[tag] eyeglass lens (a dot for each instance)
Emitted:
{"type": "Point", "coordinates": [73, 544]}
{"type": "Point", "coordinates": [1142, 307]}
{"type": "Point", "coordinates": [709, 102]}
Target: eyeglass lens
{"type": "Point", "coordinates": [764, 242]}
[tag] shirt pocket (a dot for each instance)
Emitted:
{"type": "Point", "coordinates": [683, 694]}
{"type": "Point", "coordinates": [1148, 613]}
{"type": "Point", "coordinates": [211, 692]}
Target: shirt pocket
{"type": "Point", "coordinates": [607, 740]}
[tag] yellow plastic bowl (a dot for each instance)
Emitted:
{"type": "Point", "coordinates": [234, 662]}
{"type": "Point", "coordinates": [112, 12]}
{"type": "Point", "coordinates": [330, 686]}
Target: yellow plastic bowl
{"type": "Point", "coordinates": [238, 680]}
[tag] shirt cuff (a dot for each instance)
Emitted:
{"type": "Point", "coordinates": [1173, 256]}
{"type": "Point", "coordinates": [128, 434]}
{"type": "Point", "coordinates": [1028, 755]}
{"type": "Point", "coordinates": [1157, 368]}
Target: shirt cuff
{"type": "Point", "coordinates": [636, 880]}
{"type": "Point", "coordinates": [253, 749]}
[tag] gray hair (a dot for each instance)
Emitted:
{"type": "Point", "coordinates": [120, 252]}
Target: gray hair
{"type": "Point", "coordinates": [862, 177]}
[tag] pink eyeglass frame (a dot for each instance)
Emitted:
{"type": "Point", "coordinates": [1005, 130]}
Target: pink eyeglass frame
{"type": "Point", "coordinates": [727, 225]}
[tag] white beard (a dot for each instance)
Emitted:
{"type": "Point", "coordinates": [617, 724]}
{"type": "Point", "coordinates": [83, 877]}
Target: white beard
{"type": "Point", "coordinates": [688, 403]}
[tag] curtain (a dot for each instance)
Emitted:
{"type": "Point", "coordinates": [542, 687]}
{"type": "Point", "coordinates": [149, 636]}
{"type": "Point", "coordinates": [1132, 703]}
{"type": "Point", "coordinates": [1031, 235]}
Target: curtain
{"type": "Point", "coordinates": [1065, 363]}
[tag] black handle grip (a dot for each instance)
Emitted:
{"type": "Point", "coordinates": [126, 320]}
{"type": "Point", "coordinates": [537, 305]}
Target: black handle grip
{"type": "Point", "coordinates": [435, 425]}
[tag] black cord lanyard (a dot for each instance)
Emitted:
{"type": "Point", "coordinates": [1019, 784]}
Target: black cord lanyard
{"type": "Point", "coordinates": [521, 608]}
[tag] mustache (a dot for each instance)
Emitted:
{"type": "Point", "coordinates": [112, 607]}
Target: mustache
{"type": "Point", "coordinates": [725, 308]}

[Requirement] Write out all of the data above again, substituting "Predicted" for every occurrence of "Emitted". Leave everything else unchanged.

[Complete output]
[tag] eyeglass lens (a dot for each instance)
Predicted:
{"type": "Point", "coordinates": [73, 544]}
{"type": "Point", "coordinates": [1142, 307]}
{"type": "Point", "coordinates": [709, 102]}
Target: eyeglass lens
{"type": "Point", "coordinates": [764, 242]}
[tag] shirt pocket (a dot for each instance)
Predicted:
{"type": "Point", "coordinates": [683, 694]}
{"type": "Point", "coordinates": [1148, 613]}
{"type": "Point", "coordinates": [211, 692]}
Target: shirt pocket
{"type": "Point", "coordinates": [607, 740]}
[tag] yellow plastic bowl (a dot for each instance)
Predicted:
{"type": "Point", "coordinates": [234, 662]}
{"type": "Point", "coordinates": [112, 12]}
{"type": "Point", "coordinates": [330, 686]}
Target: yellow plastic bowl
{"type": "Point", "coordinates": [238, 680]}
[tag] shirt cuff (a dot for each instance)
Predicted:
{"type": "Point", "coordinates": [1173, 256]}
{"type": "Point", "coordinates": [128, 434]}
{"type": "Point", "coordinates": [1028, 755]}
{"type": "Point", "coordinates": [1157, 368]}
Target: shirt cuff
{"type": "Point", "coordinates": [636, 880]}
{"type": "Point", "coordinates": [253, 749]}
[tag] gray hair (a dot for each instance)
Predicted:
{"type": "Point", "coordinates": [120, 252]}
Target: gray hair
{"type": "Point", "coordinates": [862, 177]}
[tag] pink eyeglass frame (a dot for each instance)
Predicted:
{"type": "Point", "coordinates": [1005, 130]}
Target: pink eyeglass frame
{"type": "Point", "coordinates": [727, 225]}
[tag] white beard (a dot for each instance)
Predicted:
{"type": "Point", "coordinates": [617, 724]}
{"type": "Point", "coordinates": [83, 877]}
Target: white beard
{"type": "Point", "coordinates": [688, 403]}
[tag] curtain (a dot for each instance)
Predicted:
{"type": "Point", "coordinates": [542, 687]}
{"type": "Point", "coordinates": [149, 636]}
{"type": "Point", "coordinates": [1132, 703]}
{"type": "Point", "coordinates": [1031, 235]}
Target: curtain
{"type": "Point", "coordinates": [1065, 363]}
[tag] black handle grip (a dot for each instance)
Predicted:
{"type": "Point", "coordinates": [126, 320]}
{"type": "Point", "coordinates": [537, 305]}
Target: black handle grip
{"type": "Point", "coordinates": [435, 425]}
[tag] black cord lanyard (a dot for each instance)
Predicted:
{"type": "Point", "coordinates": [1019, 784]}
Target: black cord lanyard
{"type": "Point", "coordinates": [521, 608]}
[tag] mustache (a dot for each instance)
Predicted:
{"type": "Point", "coordinates": [112, 607]}
Target: mustache
{"type": "Point", "coordinates": [725, 308]}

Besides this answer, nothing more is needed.